Only the lines that contain the string "gear" belong in the answer; pull them from the records.

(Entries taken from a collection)
────────────────────
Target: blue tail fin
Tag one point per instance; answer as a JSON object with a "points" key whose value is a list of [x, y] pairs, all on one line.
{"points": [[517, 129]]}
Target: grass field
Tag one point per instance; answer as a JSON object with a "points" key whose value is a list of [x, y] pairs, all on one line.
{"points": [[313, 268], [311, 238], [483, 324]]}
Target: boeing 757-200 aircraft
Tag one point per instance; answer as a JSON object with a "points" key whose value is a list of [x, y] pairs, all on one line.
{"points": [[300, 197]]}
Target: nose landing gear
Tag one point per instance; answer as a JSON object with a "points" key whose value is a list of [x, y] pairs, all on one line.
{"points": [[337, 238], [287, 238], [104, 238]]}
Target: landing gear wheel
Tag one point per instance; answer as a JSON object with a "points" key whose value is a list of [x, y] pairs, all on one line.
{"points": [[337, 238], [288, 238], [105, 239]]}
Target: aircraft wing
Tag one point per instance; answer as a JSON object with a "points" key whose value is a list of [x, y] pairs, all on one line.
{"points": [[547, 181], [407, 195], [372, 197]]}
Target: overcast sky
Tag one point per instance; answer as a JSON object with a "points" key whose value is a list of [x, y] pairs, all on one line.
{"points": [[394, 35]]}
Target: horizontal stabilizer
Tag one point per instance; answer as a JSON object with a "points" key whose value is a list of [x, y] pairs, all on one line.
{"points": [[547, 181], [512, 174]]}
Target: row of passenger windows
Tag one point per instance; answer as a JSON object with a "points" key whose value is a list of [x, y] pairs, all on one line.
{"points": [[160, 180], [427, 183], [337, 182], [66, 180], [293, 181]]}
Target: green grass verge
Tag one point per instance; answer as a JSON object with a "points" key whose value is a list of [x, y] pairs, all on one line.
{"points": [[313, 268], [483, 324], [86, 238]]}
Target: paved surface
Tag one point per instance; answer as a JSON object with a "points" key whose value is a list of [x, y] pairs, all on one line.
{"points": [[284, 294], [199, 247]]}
────────────────────
— Answer for the task —
Target: nose landing gear
Target: landing gear wheel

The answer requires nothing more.